● **EXERCISE TASKS**:
A – Which conditions does the puppy lameness text say must be distinguished from pelvic or elbow dysplasia?
B – Reproduce the puppy lameness text from "You have been" up to and including "is fully insured.".
(DOCUMENT EXCERPT)
So you have a new puppy, congratulations!
You have been a responsible puppy owner and have made sure that your new friend is up to date with vaccinations, microchipping, flea and worming treatments, good quality puppy food and is fully insured.
Then at around 6 months of age your beloved new friend and family member has started limping.
You talk to your friends and they say it’s just growing pains, you ask google and google says its elbow or hip dysplasia that requires very expensive surgery. You enter a state of despair and panic, such a young dog how could this be, what does this all mean?
We at Midwest Veterinary Centre would like to think you would ask us before delving into the dangerous world of the internet, but we know we are only humans and understand a click is much easier than driving to the clinic. However, save yourself the anguish and book in a consult or chat to one of our experienced Veterinary Surgeons over the phone.
There are several reasons why your puppy may be lame.
And we agree that pelvic or elbow dysplasia is high up on our list, but it’s important to differentiate this from a sprain/strain, fracture, limb deviation, foreign material in the foot pad, or sometimes they can be lame due to other inflammatory causes that affect the joints (e.g. immune mediated disease or infection). A lot of these issues can be ruled out at the time of consult or with radiographs (x-rays).
If, after radiographs we diagnose your pet with elbow or hip dysplasia then there are several ways to tackle this issue.
Treating elbow or hip dysplasia in growing dogs
Depending on the severity of the disease we may recommend referral to an orthopaedic surgeon who is able to perform further imaging of the joints using a CT scanner (which is basically 3dimensional radiographs), who may elect based on these results to perform surgery.
- If your dog is diagnosed with elbow dysplasia then surgical treatment usually involves arthroscopy, this is where they place a small camera into the elbow joint and scrape out the bits of bone/cartilage that are moving about in the joint causing pain.
- If your dog is diagnosed with hip dysplasia (where the femoral head (ball part of the hip) isn’t sitting in the acetabulum (the socket part of the hip) properly, usually due to poor conformation) then this can be treated in several different ways surgically and depends on the severity of the disease and the individual orthopaedic surgeon.
(End DOCUMENT EXCERPT)
(ENTRIES SHOWN)
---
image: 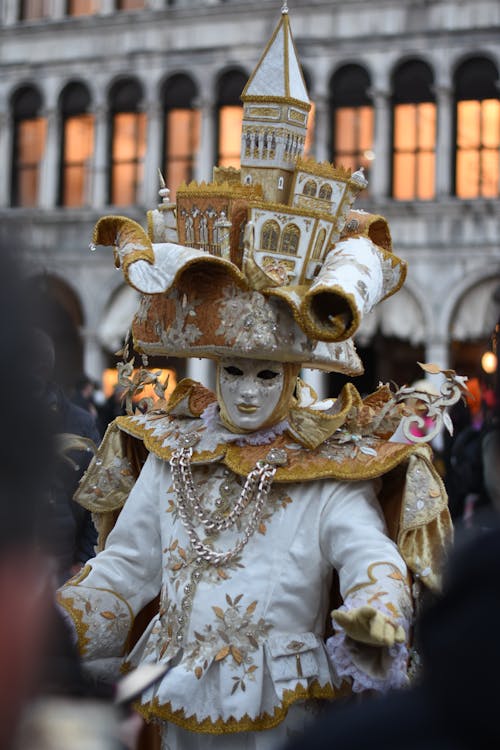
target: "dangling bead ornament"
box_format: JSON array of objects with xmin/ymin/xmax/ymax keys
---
(End ENTRIES SHOWN)
● **EXPECTED OUTPUTS**:
A –
- Sprain/strain
- Fracture
- Limb deviation
- Foreign material in the foot pad
- Other inflammatory causes that affect the joints (e.g. immune mediated disease or infection)

B –
You have been a responsible puppy owner and have made sure that your new friend is up to date with vaccinations, microchipping, flea and worming treatments, good quality puppy food and is fully insured.